The task: Copy every line of the data that contains the string "deer".

Source data:
####################
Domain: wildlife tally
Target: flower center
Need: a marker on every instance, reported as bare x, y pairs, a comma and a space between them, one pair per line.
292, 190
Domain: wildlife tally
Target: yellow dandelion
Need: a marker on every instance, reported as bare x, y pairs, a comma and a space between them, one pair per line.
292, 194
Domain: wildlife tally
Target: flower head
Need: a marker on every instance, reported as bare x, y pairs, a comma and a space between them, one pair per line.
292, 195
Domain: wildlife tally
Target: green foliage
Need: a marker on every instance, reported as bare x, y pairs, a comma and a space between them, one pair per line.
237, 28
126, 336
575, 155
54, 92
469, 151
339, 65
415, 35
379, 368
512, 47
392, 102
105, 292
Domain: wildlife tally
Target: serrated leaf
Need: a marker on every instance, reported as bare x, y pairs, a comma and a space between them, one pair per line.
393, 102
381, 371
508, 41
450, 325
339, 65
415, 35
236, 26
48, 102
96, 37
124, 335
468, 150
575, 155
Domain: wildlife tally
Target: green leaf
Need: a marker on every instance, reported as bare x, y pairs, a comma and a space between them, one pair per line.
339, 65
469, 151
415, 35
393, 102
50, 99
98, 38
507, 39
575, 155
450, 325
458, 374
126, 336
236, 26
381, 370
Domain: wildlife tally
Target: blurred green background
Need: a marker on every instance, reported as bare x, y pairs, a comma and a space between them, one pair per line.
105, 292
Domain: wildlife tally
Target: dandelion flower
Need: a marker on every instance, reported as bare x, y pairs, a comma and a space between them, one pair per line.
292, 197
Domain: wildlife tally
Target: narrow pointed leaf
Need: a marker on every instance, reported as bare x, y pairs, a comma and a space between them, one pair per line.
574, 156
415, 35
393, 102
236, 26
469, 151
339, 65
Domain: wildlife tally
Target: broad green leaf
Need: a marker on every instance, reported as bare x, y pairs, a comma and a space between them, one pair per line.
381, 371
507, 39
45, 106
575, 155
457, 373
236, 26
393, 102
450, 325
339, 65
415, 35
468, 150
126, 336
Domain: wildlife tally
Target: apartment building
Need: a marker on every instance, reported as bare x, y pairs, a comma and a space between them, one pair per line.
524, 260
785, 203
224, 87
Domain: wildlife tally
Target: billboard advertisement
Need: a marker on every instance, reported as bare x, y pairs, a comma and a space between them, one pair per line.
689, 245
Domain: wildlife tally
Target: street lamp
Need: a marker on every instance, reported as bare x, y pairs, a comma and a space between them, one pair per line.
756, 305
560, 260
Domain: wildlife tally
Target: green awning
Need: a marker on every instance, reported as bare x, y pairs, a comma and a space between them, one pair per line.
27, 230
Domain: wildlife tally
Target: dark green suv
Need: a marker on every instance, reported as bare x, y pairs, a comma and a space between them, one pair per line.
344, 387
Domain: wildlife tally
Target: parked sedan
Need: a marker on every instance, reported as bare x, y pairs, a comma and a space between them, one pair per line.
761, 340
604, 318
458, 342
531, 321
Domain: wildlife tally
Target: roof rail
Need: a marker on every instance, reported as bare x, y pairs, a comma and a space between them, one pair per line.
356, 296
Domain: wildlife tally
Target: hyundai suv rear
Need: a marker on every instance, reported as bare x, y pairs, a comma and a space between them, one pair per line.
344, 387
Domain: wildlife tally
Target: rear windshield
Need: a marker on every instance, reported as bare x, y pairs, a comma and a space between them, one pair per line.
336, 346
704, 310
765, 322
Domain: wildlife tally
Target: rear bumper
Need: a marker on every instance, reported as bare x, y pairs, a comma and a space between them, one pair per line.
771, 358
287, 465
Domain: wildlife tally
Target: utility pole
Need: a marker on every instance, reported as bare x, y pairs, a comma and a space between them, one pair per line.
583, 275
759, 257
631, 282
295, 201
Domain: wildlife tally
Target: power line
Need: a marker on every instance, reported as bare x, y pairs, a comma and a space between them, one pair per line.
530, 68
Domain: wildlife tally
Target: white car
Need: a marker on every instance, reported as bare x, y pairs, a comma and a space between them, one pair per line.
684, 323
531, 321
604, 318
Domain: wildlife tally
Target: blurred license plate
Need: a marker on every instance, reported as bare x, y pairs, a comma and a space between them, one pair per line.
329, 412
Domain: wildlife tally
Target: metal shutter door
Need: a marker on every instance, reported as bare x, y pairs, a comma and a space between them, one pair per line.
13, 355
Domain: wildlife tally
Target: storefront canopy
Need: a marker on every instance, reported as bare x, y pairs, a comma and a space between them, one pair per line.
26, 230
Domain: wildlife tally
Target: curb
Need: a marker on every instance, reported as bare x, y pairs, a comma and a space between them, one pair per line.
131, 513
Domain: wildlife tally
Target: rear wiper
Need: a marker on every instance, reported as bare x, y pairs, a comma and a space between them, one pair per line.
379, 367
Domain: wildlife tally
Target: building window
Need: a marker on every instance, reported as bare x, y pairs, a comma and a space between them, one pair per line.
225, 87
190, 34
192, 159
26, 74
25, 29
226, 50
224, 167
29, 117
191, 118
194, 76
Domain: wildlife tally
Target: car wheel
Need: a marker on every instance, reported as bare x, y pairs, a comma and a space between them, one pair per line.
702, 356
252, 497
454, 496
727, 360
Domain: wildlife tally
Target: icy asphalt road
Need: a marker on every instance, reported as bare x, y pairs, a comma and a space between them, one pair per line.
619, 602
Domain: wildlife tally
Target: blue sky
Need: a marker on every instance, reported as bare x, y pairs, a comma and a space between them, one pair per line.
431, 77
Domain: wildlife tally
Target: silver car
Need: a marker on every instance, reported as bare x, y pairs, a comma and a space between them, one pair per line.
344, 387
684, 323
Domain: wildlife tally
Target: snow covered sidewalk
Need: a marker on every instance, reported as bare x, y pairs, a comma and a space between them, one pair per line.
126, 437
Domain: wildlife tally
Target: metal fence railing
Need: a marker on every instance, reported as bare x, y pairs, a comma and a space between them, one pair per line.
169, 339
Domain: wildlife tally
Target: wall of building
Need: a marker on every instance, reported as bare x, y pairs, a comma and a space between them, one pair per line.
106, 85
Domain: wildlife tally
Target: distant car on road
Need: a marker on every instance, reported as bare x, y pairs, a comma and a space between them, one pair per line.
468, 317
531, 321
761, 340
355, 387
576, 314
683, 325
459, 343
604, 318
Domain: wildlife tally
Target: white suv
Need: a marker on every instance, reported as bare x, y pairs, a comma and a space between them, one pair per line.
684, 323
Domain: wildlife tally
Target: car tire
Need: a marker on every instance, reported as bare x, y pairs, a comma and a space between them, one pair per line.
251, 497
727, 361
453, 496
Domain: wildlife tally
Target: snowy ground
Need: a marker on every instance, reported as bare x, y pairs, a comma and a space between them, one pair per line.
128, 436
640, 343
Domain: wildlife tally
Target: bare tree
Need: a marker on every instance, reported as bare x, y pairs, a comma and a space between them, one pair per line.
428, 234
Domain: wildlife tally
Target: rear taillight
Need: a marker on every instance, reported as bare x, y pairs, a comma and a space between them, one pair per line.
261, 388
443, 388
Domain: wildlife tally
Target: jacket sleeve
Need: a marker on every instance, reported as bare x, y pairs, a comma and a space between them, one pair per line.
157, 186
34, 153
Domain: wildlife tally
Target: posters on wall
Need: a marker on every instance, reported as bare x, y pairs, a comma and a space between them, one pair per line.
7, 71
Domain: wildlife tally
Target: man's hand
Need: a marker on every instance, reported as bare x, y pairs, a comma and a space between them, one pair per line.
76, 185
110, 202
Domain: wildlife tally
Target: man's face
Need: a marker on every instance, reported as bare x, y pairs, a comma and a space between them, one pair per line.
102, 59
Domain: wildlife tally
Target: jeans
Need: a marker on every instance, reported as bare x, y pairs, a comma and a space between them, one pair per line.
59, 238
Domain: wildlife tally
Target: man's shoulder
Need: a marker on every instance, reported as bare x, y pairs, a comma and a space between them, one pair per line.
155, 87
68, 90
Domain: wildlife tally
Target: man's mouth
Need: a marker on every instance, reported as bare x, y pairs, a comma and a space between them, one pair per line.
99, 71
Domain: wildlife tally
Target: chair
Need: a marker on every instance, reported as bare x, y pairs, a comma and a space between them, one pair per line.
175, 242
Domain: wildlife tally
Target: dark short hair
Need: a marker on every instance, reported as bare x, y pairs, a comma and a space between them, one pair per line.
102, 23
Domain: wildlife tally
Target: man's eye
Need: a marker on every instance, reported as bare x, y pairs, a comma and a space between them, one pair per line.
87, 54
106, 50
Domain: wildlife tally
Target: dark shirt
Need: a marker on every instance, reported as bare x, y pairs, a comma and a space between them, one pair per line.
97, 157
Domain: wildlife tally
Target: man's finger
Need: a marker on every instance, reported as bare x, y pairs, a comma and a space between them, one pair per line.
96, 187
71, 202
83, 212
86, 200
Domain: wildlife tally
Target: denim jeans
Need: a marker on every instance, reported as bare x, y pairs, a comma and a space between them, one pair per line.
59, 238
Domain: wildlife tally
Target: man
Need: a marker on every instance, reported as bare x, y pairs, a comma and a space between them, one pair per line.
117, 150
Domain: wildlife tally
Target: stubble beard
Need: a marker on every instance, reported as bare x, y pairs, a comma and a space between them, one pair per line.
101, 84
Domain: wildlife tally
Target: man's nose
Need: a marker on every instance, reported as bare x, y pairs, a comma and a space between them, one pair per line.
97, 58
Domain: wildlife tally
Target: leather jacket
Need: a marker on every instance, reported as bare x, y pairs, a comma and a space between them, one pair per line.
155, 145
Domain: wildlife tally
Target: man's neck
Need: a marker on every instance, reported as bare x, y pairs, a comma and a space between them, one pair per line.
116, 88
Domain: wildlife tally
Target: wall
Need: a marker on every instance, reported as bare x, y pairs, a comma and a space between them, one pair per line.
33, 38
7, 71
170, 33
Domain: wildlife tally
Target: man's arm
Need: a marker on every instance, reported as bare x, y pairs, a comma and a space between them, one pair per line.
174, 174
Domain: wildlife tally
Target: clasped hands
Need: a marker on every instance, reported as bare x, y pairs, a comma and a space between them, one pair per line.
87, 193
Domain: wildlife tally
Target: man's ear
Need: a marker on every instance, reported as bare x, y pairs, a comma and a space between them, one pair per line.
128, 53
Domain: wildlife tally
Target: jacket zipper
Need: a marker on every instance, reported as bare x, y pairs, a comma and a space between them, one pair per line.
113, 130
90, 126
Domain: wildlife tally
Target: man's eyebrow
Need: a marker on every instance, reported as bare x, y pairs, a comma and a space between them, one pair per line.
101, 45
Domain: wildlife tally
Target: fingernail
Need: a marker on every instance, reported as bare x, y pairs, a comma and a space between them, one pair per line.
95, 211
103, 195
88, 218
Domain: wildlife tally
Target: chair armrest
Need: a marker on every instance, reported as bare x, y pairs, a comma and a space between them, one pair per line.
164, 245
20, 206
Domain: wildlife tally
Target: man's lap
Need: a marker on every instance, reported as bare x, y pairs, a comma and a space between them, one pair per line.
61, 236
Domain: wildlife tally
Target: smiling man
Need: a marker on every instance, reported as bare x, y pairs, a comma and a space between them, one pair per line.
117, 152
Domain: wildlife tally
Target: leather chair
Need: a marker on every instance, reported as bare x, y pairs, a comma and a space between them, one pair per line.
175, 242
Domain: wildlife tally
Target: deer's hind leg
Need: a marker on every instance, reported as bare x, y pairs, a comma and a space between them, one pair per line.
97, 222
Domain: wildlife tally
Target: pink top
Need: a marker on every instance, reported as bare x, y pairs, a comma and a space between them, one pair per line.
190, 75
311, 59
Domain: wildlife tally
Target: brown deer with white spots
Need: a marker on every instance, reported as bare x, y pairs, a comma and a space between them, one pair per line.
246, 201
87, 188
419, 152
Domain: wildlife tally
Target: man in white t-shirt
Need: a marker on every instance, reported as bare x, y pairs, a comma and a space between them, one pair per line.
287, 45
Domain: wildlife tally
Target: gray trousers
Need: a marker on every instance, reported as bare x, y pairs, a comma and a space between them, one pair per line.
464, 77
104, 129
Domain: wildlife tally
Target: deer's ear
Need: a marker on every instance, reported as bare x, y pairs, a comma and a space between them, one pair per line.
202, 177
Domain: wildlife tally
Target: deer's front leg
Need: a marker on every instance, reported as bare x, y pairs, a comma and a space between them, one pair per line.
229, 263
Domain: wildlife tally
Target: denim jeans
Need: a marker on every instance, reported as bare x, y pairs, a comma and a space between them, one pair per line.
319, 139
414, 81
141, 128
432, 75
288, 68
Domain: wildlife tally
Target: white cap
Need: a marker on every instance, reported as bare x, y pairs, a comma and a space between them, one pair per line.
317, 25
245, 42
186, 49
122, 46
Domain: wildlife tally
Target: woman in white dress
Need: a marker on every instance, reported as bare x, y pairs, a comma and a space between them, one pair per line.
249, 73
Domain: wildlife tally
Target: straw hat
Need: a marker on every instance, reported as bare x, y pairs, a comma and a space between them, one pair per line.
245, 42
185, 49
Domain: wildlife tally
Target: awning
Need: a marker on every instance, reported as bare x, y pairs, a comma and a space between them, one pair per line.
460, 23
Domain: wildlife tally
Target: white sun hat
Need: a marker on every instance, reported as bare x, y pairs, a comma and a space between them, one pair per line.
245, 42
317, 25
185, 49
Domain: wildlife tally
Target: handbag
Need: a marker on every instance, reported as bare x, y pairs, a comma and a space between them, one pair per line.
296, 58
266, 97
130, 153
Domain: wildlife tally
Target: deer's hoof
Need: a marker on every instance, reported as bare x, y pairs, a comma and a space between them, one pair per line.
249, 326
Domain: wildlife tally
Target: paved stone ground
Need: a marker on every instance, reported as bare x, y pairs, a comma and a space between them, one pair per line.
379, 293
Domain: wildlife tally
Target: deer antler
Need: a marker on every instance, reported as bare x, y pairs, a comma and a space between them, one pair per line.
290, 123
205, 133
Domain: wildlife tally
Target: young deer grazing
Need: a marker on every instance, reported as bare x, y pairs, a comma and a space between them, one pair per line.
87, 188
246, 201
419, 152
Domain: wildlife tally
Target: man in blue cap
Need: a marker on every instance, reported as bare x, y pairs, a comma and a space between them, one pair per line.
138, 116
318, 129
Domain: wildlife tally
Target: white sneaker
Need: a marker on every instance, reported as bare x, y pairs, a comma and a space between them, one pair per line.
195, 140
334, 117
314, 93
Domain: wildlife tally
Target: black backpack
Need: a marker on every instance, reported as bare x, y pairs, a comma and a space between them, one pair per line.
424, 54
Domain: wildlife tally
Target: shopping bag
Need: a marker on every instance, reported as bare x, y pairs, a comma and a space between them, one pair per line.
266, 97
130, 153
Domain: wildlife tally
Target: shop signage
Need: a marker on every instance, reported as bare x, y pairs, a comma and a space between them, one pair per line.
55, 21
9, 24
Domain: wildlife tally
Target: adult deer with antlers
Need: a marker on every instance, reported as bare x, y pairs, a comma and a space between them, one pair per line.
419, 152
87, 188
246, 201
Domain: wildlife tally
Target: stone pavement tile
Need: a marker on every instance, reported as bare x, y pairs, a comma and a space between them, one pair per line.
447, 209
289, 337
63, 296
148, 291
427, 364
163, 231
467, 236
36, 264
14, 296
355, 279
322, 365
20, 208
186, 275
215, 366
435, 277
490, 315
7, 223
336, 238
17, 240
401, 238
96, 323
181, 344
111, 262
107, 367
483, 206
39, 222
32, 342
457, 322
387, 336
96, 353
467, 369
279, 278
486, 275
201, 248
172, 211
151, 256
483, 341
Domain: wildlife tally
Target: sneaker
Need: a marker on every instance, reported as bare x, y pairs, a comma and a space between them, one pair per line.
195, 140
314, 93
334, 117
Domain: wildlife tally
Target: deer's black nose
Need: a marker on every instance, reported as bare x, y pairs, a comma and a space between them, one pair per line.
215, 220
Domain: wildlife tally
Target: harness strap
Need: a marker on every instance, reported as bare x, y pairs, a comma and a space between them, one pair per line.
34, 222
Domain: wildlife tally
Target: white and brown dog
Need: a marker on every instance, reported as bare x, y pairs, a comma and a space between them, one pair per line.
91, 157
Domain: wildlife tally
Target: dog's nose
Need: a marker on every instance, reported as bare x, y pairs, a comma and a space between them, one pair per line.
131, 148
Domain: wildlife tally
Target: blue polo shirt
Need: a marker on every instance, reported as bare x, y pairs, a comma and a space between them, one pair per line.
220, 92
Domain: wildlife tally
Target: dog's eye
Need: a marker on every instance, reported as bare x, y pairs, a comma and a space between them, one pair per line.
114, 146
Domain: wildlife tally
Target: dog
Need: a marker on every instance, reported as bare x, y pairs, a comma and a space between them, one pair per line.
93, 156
####################
Solution to the exercise:
Target: deer's hind leg
Target: brown deer with white spots
Target: deer's ear
Target: deer's front leg
Target: deer's hoof
Target: deer antler
Target: young deer grazing
Target: adult deer with antlers
Target: deer's black nose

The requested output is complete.